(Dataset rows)
_ _ _ _ _ _ _
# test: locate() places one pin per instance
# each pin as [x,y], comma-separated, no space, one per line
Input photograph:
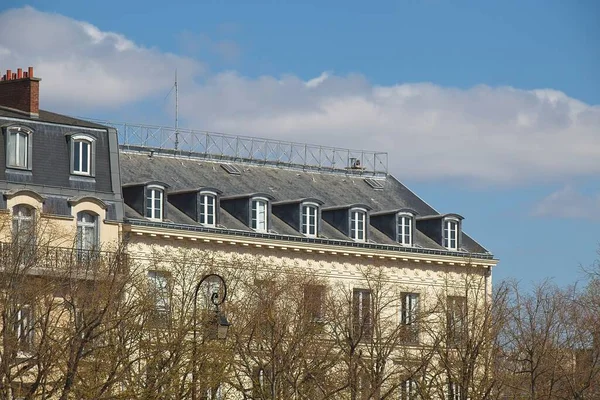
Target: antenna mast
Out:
[176,113]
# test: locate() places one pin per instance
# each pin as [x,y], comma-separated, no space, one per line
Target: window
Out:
[18,148]
[456,319]
[314,296]
[451,234]
[405,229]
[207,209]
[23,326]
[214,393]
[408,390]
[309,220]
[159,290]
[23,229]
[454,391]
[82,155]
[259,215]
[261,383]
[154,202]
[87,234]
[410,315]
[361,313]
[357,225]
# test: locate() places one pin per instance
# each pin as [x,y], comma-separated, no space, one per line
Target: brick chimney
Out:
[20,91]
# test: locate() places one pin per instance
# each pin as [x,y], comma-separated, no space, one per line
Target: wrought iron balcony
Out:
[64,262]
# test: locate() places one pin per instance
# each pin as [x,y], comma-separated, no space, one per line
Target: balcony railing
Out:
[60,261]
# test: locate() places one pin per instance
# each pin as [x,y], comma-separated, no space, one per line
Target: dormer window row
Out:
[255,210]
[19,150]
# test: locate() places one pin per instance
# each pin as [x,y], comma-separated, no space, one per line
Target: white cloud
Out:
[82,66]
[483,134]
[569,203]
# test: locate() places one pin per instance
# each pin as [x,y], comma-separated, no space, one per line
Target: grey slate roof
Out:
[50,117]
[283,184]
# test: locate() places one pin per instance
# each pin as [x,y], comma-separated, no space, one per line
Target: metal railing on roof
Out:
[220,146]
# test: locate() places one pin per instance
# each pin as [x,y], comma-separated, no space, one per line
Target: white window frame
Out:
[77,142]
[23,226]
[408,390]
[454,391]
[451,232]
[154,213]
[358,225]
[409,312]
[159,284]
[403,221]
[24,325]
[19,149]
[259,206]
[208,200]
[307,227]
[87,231]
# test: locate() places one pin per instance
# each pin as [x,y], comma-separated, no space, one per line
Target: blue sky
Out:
[487,109]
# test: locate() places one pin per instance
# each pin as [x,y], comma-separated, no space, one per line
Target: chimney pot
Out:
[19,93]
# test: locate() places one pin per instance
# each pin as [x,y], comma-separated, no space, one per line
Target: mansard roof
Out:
[282,184]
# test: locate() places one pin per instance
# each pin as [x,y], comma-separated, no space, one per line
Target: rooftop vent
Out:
[231,169]
[375,184]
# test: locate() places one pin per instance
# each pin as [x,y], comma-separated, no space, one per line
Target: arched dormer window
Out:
[207,211]
[310,222]
[404,228]
[155,202]
[358,224]
[259,220]
[451,233]
[83,154]
[19,147]
[87,231]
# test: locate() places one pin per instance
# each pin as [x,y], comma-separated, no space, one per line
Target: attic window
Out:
[405,223]
[309,219]
[207,209]
[154,202]
[451,234]
[358,223]
[375,184]
[18,148]
[259,221]
[231,169]
[83,153]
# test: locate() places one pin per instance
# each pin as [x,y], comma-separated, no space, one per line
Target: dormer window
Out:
[309,219]
[259,221]
[404,229]
[18,148]
[82,155]
[206,213]
[358,222]
[154,202]
[451,234]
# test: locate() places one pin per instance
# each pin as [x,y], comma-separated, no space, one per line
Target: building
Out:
[332,213]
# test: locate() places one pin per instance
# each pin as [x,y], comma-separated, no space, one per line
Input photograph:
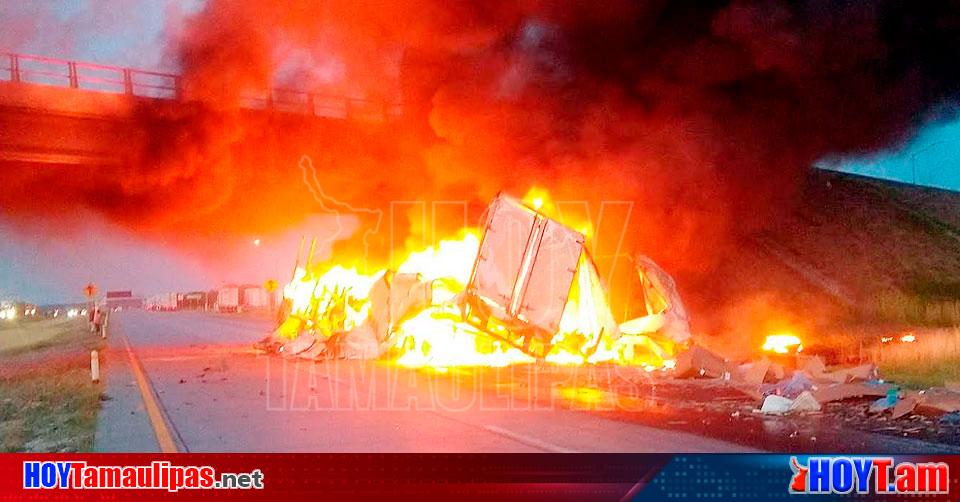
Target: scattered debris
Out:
[776,405]
[905,405]
[880,405]
[700,362]
[791,387]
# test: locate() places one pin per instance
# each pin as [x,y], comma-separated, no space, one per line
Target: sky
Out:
[130,33]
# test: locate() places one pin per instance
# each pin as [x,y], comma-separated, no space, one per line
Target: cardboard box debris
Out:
[842,391]
[700,362]
[776,405]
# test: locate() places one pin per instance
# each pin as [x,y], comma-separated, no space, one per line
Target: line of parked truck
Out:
[228,298]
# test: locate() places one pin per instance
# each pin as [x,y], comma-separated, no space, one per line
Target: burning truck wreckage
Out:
[526,291]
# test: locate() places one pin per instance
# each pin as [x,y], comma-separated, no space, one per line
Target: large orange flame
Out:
[338,300]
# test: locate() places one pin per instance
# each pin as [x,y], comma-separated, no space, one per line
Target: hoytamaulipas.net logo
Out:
[868,475]
[159,475]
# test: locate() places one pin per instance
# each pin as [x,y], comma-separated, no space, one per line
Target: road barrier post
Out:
[94,366]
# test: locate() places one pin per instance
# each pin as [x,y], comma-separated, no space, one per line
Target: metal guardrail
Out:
_ _ _ _ _ _ _
## Written request
Pull out every line of the dataset rows that contains the string "white".

## The completed task
Target: white cloud
Target: white window frame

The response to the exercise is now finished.